Extracted text Start Marker

In the end, The Door got about $325 per square foot of air, for a total of $32 million. Some of that went to a charter school and a small non-profit that share the building. The rest — $26.5 million — went to The Door. Zisser says that now, for the first time since The Door began as a storefront drop-in center for street kids, the agency enjoys financial security.
City to Non-Profits: Leverage those assets 
Micki McGee, a member of a group called South Village Neighbors, has lived in the area since 1991. She supports the work of The Door but has a problem, in principle, with their air rights sale. "The question becomes the intent of the original zoning law," she said. She means New York's 1961 Zoning Resolution, which basically set the rules for building in New York, including the rules for air rights.
McGee said the problem is this: non-profits often have air rights that allow for extra-dense development. It's the city's way of encouraging what they do. That's fine with her, but she objects when a non-profit's extra-dense development rights are sold to a private company that plans to build luxury condos. "When you allow market forces to exercise complete control over the changes to a neighborhood, you risk destroying the very neighborhood that people are flocking to see," she said about the Village and, by implication, other low-rise areas.

Extracted text End Marker
Records Start Marker

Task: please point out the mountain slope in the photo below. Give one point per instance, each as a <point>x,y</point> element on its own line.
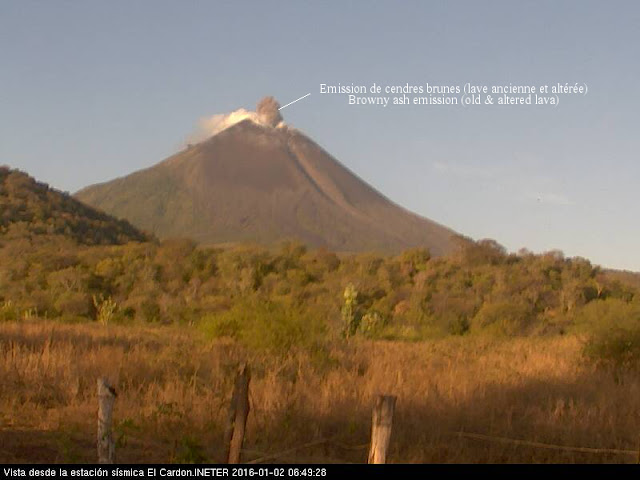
<point>253,182</point>
<point>32,208</point>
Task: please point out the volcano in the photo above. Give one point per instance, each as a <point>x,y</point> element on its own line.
<point>258,180</point>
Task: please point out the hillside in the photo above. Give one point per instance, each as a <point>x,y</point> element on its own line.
<point>28,207</point>
<point>262,182</point>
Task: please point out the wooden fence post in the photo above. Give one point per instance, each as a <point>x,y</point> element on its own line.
<point>382,421</point>
<point>238,413</point>
<point>106,443</point>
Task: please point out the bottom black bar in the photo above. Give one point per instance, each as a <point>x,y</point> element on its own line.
<point>297,471</point>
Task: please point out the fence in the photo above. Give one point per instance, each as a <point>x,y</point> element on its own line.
<point>381,427</point>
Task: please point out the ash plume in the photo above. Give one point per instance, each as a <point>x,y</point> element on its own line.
<point>266,114</point>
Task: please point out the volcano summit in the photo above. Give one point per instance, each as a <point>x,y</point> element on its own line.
<point>256,179</point>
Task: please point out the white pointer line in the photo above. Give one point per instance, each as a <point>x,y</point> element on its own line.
<point>291,103</point>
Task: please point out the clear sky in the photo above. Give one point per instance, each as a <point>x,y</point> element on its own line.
<point>92,90</point>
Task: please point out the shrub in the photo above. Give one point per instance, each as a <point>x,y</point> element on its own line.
<point>267,326</point>
<point>615,336</point>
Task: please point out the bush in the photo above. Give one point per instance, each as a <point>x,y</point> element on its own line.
<point>511,317</point>
<point>615,337</point>
<point>267,326</point>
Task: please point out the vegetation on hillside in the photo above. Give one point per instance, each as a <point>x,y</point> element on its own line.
<point>29,208</point>
<point>479,288</point>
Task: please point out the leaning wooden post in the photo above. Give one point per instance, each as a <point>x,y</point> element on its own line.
<point>381,424</point>
<point>238,413</point>
<point>106,443</point>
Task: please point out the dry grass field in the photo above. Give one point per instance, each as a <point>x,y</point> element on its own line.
<point>174,388</point>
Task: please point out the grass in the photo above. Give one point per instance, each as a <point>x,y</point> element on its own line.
<point>174,386</point>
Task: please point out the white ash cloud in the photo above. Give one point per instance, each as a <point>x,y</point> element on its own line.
<point>267,114</point>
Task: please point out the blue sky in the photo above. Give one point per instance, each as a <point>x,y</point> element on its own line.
<point>94,90</point>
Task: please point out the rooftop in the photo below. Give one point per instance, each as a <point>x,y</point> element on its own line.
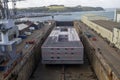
<point>107,24</point>
<point>63,37</point>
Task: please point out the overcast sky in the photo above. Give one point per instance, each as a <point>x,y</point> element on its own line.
<point>94,3</point>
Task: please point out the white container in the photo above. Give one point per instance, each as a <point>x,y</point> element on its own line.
<point>18,40</point>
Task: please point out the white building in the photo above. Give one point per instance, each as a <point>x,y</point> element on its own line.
<point>62,46</point>
<point>106,28</point>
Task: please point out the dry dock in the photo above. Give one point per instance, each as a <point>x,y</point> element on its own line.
<point>30,55</point>
<point>64,72</point>
<point>104,59</point>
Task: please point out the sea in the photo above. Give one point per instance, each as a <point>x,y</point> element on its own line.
<point>71,16</point>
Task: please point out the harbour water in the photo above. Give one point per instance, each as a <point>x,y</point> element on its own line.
<point>70,16</point>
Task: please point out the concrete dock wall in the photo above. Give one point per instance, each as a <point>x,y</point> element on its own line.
<point>101,67</point>
<point>24,69</point>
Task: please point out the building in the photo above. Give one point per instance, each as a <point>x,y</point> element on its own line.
<point>117,15</point>
<point>56,7</point>
<point>62,46</point>
<point>108,29</point>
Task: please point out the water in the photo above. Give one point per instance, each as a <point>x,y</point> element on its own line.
<point>73,16</point>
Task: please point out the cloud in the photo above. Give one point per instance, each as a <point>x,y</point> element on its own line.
<point>99,3</point>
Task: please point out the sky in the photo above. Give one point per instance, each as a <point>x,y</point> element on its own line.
<point>92,3</point>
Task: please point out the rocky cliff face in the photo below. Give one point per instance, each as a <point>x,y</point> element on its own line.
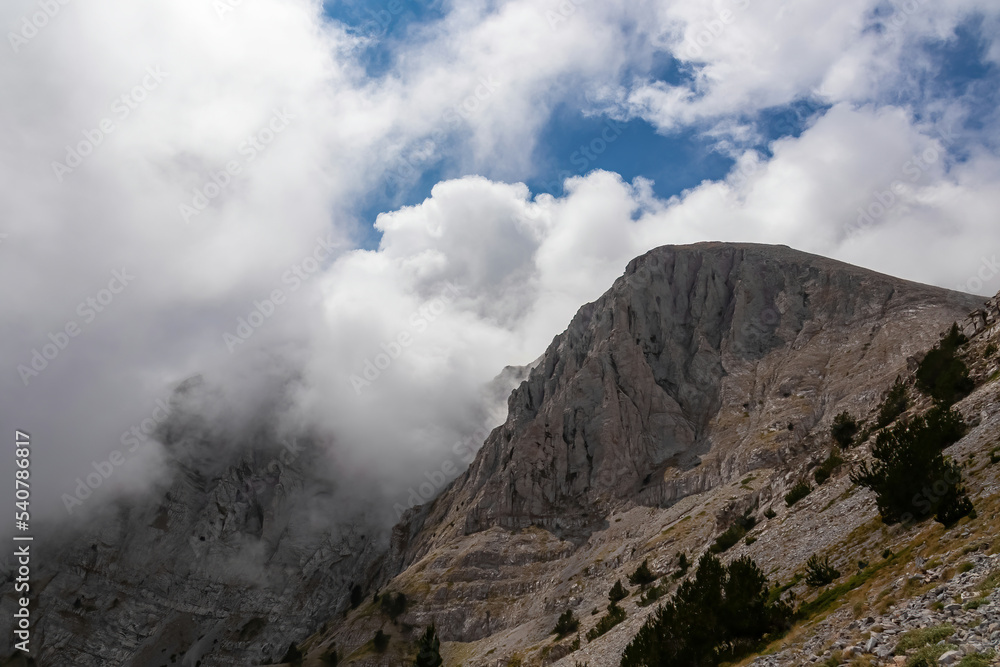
<point>663,387</point>
<point>701,385</point>
<point>249,548</point>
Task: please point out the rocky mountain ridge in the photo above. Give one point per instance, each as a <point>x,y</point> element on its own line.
<point>700,387</point>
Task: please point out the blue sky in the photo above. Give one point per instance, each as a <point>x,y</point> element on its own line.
<point>572,141</point>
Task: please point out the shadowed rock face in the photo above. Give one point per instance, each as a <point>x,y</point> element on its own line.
<point>701,363</point>
<point>659,389</point>
<point>250,547</point>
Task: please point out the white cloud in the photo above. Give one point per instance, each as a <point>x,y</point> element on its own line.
<point>479,86</point>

Records End Marker

• Problems to work on:
1/ Duplicate the passage of the air rights article that opens with the words containing "In the end, The" and closes with "for air rights.".
2/ According to the air rights article, since what year has Micki McGee lived in the area?
3/ Take the air rights article further, picking up after its final sentence.

• Responses to the exercise:
1/
In the end, The Door got about $325 per square foot of air, for a total of $32 million. Some of that went to a charter school and a small non-profit that share the building. The rest — $26.5 million — went to The Door. Zisser says that now, for the first time since The Door began as a storefront drop-in center for street kids, the agency enjoys financial security.
City to Non-Profits: Leverage those assets 
Micki McGee, a member of a group called South Village Neighbors, has lived in the area since 1991. She supports the work of The Door but has a problem, in principle, with their air rights sale. "The question becomes the intent of the original zoning law," she said. She means New York's 1961 Zoning Resolution, which basically set the rules for building in New York, including the rules for air rights.

2/ Since 1991.

3/
Sometimes the non-profit just sells everything and leaves. For years, McGee put her daughter in daycare at The Children's Aid Society on Greenwich Avenue. But Children's Aid recently sold its building to developer and moved. Andrew Berman of the Greenwich Village Society for Historic Preservation, said that's a symptom of a larger problem. "Any site that's — quote, unquote — under-built, meaning it has some air above it that theoretically could be built on but hasn't been, is being built upon," he said. "So we're not only losing social services and public amenities, we're losing light and air, which arguably is a public amenity as well."
And Berman said government cuts to social services don't help. "More and more, we see that government is saying to non-profits, 'Look, we're not gonna help you. You've gotta leverage whatever resources you have. If you got real estate, sell it or build on it.'"
A Potential Reform 
For complicated reasons of zoning, The Door's air rights were not any more dense than ordinary commercial air rights. And the agency sees Soho as its long-term home. "We ain't leavin'," said Zisser. "We are never going. We were here first."
Oddly enough, Berman and other preservationists think it might help neighborhoods to encourage even more sales of air rights, by allowing air rights to be transferred not just to the lot next door but to areas zoned for density — even if they're not nearby — as long as the process is open to public review. So a building owner in a brownstone neighborhood could sell his air rights to a developer in Midtown, where they like to build high. Margaret Newman of the Municipal Arts Society said that would protect the character of the brownstone neighborhood and stimulate growth where it's wanted.
"I think those kinds of transfers are really positive ones for the city where development actually funds things we want to preserve or encourage," she said, as long as the process is open to public review.
The Municipal Arts Society will release a report on the idea next month. The real estate industry is salivating at the prospect of a whole new frontier of development in New York. The rest of us can look at the boxes of blue sky above us and wonder, what's to become of them?